■ **Task 1**
Can you sum up the passage on watching sports on television in two sentences?

■ **Extract provided**
And yet, watch a game on television, and it does seem like there's a few precious seconds of game stretched out to days of coverage. I grant some of it is that it's always more exciting to be at an event and surrounded by tens of thousands of people sharing the event and drinking in the energy of the performance, and even a modern 288-inch television set can't match a three-tier stadium around you. Counterbalancing that, though, is you have only the one vantage point to watch the game, you don't have instant replays or alternate views, you don't have commentary to describe things, and if you want to check on game statistics you have to stop paying attention to the game, however fleetingly. The endless chopping of moments into replays, alternate views, and interviews with people not playing can't help, but every sport suffers from that anytime Network Master Command thinks there isn't enough activity.

Maybe part of why baseball isn't so interesting on television is that it's a hard game to fit inside the television set: the players are spread out over a lot of real estate and if your camera uses a wide-enough angle lens to take in just the whole infield the players are going to be no more than dozens of pixels high. If you want to be able to see people's faces, the players have to be tucked into nearly isolated boxes floating free of any context. Football and soccer have similar problems in the players getting lost on the giant field, but football lends itself also to satisfying clusters of interacting players often. Soccer meanwhile ... well, I've never seen a soccer game on television that I was really interested in, but it does get better when half the field or so is on screen at once. Basketball and hockey are played in reasonably crowded arenas where you can take in half the playing field in one shot and still see the individuals. I don't know why it should matter whether one can see what players nowhere near the ball are doing, but it is some difference.

Trivia: Brigadier General William Hull began the United States's invasion of Canada in 1812 with a landing near a settlement called Sandwich. Source: Union 1812: The Americans Who Fought The Second War Of Independence, A J Langguth.

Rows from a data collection

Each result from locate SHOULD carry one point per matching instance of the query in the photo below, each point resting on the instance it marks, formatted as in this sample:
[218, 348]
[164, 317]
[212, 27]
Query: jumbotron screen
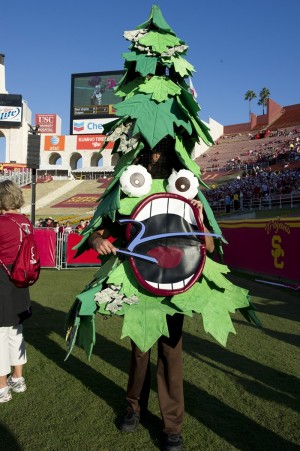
[93, 96]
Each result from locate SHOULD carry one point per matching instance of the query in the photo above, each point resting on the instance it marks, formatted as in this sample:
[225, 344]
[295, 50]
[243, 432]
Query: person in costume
[154, 229]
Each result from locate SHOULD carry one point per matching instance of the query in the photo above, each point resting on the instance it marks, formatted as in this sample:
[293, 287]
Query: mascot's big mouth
[179, 266]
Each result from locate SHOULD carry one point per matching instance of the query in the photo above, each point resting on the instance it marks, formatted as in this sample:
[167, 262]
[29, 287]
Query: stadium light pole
[33, 162]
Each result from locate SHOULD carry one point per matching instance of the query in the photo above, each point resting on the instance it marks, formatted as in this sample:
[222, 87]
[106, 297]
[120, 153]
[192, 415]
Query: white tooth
[186, 281]
[189, 215]
[165, 286]
[159, 206]
[169, 286]
[144, 213]
[154, 285]
[178, 285]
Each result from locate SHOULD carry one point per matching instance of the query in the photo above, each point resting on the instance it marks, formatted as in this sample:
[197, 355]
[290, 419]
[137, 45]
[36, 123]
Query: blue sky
[234, 46]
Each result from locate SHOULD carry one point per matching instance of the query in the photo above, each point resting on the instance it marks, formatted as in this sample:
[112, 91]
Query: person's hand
[101, 245]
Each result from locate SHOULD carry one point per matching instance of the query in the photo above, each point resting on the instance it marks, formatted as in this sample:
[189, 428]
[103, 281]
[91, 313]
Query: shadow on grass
[8, 440]
[51, 320]
[269, 384]
[284, 301]
[291, 339]
[233, 426]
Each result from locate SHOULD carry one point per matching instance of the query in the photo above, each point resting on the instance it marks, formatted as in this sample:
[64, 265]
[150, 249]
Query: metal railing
[276, 201]
[20, 178]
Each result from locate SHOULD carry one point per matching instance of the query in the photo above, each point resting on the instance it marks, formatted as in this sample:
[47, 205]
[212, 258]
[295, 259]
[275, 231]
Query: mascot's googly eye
[136, 181]
[183, 183]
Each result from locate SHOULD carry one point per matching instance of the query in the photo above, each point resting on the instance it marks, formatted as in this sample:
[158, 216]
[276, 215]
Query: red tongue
[167, 257]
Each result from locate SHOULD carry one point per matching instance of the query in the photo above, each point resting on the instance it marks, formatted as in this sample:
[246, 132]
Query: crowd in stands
[280, 145]
[62, 227]
[256, 184]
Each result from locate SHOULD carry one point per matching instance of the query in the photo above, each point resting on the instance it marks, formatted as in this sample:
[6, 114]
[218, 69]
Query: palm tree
[264, 95]
[250, 95]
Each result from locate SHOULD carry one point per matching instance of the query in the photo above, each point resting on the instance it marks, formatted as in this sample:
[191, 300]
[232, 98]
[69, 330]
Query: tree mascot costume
[162, 268]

■ **Task 2**
Which lines of the rows contain the string "tree"? Gather each of them in full, treating the match as case-sensitive.

■ **Exercise response 1**
Watching a game on television can feel like a few seconds of play stretched into days of coverage, and although it lacks the excitement of being among a stadium crowd, it offers replays, alternate views, commentary, and statistics that a single vantage point cannot. Baseball may be hard to show on television because its players are spread over so much ground, while basketball and hockey fit half the playing field in one shot and still let viewers see the individual players.

■ **Exercise response 2**
Query: palm tree
Query: tree mascot costume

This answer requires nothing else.